_Text under study:_
San Francisco police officers lined up at the intersection of 19th and Dolores streets during the shutdown of the hill bomb.
San Francisco police officers lined up at the intersection of 19th and Dolores streets during the shutdown of the hill bomb. Photo by Joe Rivano Barros. July 8, 2023.

The Dolores Park hill bomb has occurred every summer for the past decade, and last year ended in the largest mass arrest of teenagers that Police Chief Bill Scott said was the largest during his tenure. All parties promised to do better in planning for this year’s version, and both city officials and skaters said they would be interested in a safer, sanctioned hill bomb.

Nevertheless, with the event in two weeks’ time, San Francisco officials have declined to take a different approach. Instead, their message to would-be skaters is simple: Stay away, or you will be arrested again.

“If anyone chooses to break the law, the SFPD will not hesitate to make arrests,” said Evan Sernoffsky, the department’s top spokesperson, in a statement responding to questions about this year’s event.

The event this year has been advertised for July 6, and hundreds of young skaters will likely descend on Dolores Park that day to careen down the blocks around the park as spectators cheer them on, holding beers and smoking blunts in an informal outdoor party.

“At this late in the game, there is very little that could be done to make it safer,” said Aaron Breetwor, a skateboard advocate and teacher who has, in more than a dozen meetings this past year, repeatedly urged officials to come up with a sanctioned event.

Neither Breetwor nor other skating advocates have applied for a permit to host the hill bomb — a potentially costly ordeal that would involve paying for insurance, medics, and police overtime — but said the city should have done more to find a partner who could.

“It basically seems like a trap,” he said. “If they know well enough that the event is going to happen, they should know well enough to conduct outreach.”

The police department appears unmoved, however. Sernoffsky pointed to last year’s vandalism and “assaulted officers” — Muni vehicles and buildings were tagged, one officer was cut on the forehead, and the crowd threw several bottles and cans at the police — and said the department “ultimately arrested numerous people who chose to continue to commit violence and property destruction.”

“We will do the same this year if necessary,” he continued. That approach ended poorly then, and the city is involved in an ongoing civil rights lawsuit stemming from the 2023 arrests.

_Exercise:_
Answer these questions using the text about the Dolores Park hill bomb.
1. What date has this year's hill bomb been advertised for?
2. In how many meetings this past year did Aaron Breetwor urge officials to come up with a sanctioned event?
3. What injury did one officer suffer at last year's event?

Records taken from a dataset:
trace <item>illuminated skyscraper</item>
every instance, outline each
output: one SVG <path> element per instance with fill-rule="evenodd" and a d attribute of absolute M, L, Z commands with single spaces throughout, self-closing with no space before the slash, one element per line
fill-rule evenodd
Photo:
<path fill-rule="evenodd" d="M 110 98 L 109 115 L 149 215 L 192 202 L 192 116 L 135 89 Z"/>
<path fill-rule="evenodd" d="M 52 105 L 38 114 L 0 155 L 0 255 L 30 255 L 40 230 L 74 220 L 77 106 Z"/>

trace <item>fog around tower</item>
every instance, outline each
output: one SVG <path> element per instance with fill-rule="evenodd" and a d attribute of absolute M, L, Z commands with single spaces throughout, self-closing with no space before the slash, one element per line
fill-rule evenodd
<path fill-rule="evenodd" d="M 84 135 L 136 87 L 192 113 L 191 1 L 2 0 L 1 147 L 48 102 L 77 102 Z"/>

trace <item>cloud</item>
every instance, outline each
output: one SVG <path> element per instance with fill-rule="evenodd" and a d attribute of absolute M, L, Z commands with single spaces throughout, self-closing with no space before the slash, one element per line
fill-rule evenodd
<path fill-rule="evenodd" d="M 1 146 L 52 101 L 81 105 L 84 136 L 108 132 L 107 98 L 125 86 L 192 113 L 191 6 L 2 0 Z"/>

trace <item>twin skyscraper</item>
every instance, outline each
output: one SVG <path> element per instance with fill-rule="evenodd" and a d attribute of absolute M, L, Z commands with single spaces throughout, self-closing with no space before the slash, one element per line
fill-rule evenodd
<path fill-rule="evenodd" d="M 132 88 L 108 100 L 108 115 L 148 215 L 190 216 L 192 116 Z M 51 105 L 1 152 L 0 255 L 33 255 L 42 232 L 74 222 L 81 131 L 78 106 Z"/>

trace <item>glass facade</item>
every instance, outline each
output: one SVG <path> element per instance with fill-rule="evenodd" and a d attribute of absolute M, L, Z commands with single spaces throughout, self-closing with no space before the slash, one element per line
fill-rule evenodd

_Final answer:_
1. July 6.
2. More than a dozen.
3. A cut on the forehead.